(待办任务):
**1.** 在下文关于HBase初始化配置的文段中,作者为什么没有把代码里的英文注释翻译成中文?请用一到三句话说明。
**2.** 请把下文关于HBase初始化配置的文段中从“初始化,用来初始化hbase”一直到“RegionServer binds to.”的全部内容原样抄录下来。

(给定文段):
********************
初始化,用来初始化hbase配置,连接hbase,获取本文中的hbase辅助操作类HbaseHelper,注释是从官网摘下来的比较简单,懒得翻译了。

//初始化
    private void setUp() throws IOException{
        conf = HBaseConfiguration.create();
        conf.set("hbase.master","192.168.31.10");
        //The port the HBase Master should bind to.
//        conf.set("hbase.master.port","16000");

        //The port for the HBase Master web UI. Set to -1 if you do not want a UI instance run.
//        conf.set("hbase.master.info.port","16010");

        //The port the HBase RegionServer binds to.
//        conf.set("hbase.regionserver.port","16020");

        //The port for the HBase RegionServer web UI Set to -1 if you do not want the RegionServer UI to run.
//        conf.set("hbase.regionserver.info.port","16030");

        conf.set("hbase.zookeeper.quorum","192.168.31.10");

        //Property from ZooKeeper’s config zoo.cfg. The port at which the clients will connect.
********************
(所给数据):

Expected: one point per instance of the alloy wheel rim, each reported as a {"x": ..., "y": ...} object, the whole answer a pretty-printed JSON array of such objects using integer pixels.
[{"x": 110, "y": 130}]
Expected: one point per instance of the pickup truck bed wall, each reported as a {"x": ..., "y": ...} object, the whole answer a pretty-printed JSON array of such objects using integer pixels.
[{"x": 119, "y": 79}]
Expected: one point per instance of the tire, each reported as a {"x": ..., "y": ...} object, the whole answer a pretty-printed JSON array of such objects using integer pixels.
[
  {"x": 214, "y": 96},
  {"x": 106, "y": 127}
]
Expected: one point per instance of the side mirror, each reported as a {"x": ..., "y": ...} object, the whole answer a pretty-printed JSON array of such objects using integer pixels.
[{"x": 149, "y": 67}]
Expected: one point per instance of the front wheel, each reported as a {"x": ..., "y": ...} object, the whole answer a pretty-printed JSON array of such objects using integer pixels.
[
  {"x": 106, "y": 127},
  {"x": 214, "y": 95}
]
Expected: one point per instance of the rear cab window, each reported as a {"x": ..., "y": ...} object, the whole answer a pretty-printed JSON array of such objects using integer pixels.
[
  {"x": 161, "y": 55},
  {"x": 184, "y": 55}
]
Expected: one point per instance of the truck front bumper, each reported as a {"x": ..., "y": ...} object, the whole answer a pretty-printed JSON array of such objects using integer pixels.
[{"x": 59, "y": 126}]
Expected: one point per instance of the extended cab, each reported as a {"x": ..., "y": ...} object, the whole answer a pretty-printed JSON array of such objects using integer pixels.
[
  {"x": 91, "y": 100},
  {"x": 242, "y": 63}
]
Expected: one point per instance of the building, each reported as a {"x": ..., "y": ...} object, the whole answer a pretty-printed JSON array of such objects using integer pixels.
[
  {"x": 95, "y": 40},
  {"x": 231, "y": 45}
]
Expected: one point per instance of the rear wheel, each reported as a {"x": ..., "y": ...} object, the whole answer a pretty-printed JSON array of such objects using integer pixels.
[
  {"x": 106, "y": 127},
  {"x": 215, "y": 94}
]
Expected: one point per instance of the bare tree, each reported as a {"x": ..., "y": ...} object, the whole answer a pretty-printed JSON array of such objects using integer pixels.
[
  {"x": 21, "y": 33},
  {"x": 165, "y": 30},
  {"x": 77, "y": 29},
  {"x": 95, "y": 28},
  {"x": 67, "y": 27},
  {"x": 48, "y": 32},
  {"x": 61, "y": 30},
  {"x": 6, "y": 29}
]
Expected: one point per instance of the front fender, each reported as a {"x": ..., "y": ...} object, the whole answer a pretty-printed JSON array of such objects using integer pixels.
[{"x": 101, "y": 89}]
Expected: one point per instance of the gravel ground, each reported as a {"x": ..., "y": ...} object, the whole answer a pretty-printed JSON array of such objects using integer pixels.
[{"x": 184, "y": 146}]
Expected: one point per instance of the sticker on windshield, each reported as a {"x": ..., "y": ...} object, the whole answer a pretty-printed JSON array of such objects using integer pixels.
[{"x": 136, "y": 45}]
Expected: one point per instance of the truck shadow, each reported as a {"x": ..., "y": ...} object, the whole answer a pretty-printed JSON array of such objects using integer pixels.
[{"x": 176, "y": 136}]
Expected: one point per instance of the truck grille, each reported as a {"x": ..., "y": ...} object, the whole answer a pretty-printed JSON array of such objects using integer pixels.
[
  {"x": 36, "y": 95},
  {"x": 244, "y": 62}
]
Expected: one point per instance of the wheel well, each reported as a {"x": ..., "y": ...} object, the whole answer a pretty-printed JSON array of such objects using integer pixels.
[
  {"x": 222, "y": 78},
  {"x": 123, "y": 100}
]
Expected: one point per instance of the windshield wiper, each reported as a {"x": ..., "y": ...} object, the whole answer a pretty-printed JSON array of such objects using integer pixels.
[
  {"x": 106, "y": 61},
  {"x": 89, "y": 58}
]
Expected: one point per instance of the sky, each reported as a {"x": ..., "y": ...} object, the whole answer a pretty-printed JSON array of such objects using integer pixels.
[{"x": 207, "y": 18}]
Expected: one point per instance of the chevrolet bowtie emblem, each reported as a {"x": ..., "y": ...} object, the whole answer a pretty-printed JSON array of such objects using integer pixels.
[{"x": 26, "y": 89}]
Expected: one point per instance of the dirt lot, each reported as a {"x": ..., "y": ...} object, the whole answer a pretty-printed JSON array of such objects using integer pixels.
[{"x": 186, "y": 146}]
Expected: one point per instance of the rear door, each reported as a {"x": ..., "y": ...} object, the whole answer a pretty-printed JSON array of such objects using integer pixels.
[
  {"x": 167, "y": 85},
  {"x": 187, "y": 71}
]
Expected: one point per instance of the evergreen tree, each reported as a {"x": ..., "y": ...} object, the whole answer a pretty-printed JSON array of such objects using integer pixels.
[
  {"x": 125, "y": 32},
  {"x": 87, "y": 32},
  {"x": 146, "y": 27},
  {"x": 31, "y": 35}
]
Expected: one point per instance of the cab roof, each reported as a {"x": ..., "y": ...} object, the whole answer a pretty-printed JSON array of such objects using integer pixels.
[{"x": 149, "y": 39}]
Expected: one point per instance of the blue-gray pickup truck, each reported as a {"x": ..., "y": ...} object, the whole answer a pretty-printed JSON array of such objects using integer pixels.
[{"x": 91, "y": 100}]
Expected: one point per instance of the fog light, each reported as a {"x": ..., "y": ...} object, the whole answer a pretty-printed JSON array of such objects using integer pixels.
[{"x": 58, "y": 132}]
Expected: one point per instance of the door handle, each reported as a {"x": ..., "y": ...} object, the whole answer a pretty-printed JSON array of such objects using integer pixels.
********************
(参考答案):
**1.** 这些注释是从官网摘下来的,内容比较简单,作者懒得翻译,所以保留了英文原文。

**2.**
初始化,用来初始化hbase配置,连接hbase,获取本文中的hbase辅助操作类HbaseHelper,注释是从官网摘下来的比较简单,懒得翻译了。

//初始化
    private void setUp() throws IOException{
        conf = HBaseConfiguration.create();
        conf.set("hbase.master","192.168.31.10");
        //The port the HBase Master should bind to.
//        conf.set("hbase.master.port","16000");

        //The port for the HBase Master web UI. Set to -1 if you do not want a UI instance run.
//        conf.set("hbase.master.info.port","16010");

        //The port the HBase RegionServer binds to.